All of the entries are to be printed exactly as they appear.

[[ INPUT FOR THIS TASK open ]]

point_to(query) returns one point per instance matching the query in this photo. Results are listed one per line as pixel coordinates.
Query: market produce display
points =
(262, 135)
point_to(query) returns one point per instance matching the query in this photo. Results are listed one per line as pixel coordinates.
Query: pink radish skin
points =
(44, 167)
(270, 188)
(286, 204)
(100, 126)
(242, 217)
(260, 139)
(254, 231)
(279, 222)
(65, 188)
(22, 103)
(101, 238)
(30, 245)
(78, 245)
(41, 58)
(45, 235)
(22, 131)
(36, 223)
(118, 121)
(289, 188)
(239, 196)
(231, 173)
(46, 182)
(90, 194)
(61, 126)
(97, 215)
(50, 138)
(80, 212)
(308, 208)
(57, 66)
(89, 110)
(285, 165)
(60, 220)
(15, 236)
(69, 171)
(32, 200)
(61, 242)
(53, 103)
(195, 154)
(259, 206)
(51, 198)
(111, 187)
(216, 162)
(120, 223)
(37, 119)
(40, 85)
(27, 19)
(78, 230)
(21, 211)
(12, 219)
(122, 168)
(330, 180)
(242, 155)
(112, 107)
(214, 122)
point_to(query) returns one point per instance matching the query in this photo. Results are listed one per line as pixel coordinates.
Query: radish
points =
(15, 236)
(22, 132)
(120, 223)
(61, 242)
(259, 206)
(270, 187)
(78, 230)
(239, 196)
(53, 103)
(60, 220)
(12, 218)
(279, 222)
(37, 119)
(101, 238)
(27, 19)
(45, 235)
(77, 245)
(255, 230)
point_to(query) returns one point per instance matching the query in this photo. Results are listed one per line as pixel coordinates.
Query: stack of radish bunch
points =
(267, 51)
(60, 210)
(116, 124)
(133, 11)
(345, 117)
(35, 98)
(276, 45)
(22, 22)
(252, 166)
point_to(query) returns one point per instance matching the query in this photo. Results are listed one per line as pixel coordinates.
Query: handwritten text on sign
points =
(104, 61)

[[ INPUT FOR THIS TASK closed ]]

**TASK RESULT:**
point_to(query) returns one point per instance matching the query in this photo. Results are listed one per line as pixel coordinates.
Query: market produce display
points =
(262, 135)
point_to(query) returns one point per instance matching the query in this photo. Results are listed one per line as pixel coordinates.
Query: pink radish skin
points =
(44, 167)
(270, 188)
(286, 204)
(100, 126)
(242, 217)
(260, 139)
(254, 231)
(279, 222)
(65, 188)
(22, 103)
(101, 238)
(30, 245)
(78, 245)
(41, 58)
(45, 235)
(22, 131)
(36, 223)
(118, 121)
(289, 188)
(239, 196)
(231, 173)
(46, 182)
(90, 194)
(61, 126)
(97, 215)
(50, 138)
(80, 212)
(308, 208)
(57, 66)
(89, 110)
(285, 165)
(60, 220)
(15, 236)
(69, 171)
(32, 200)
(61, 242)
(53, 103)
(195, 154)
(259, 206)
(51, 198)
(111, 187)
(216, 162)
(120, 223)
(37, 119)
(40, 85)
(27, 19)
(78, 230)
(21, 211)
(12, 219)
(122, 168)
(330, 180)
(242, 155)
(112, 107)
(214, 122)
point_to(query) returns one point per instance matching the query in this photo. Results are listed one per line as pixel coordinates.
Query: radish
points =
(15, 236)
(22, 132)
(120, 223)
(61, 242)
(259, 206)
(270, 187)
(78, 230)
(239, 196)
(53, 103)
(60, 220)
(12, 218)
(279, 222)
(37, 119)
(101, 238)
(27, 19)
(45, 235)
(77, 245)
(255, 230)
point_to(query) returns one point per instance matching the query in this photo. Results are listed one per line as pixel coordinates.
Query: stack of radish bunch
points =
(267, 51)
(60, 210)
(116, 124)
(133, 11)
(345, 117)
(35, 98)
(276, 45)
(22, 22)
(252, 166)
point_to(query) returns one point per instance matching the query in this photo. Results are listed one per line as pixel coordinates.
Query: handwritten text on sign
points =
(104, 61)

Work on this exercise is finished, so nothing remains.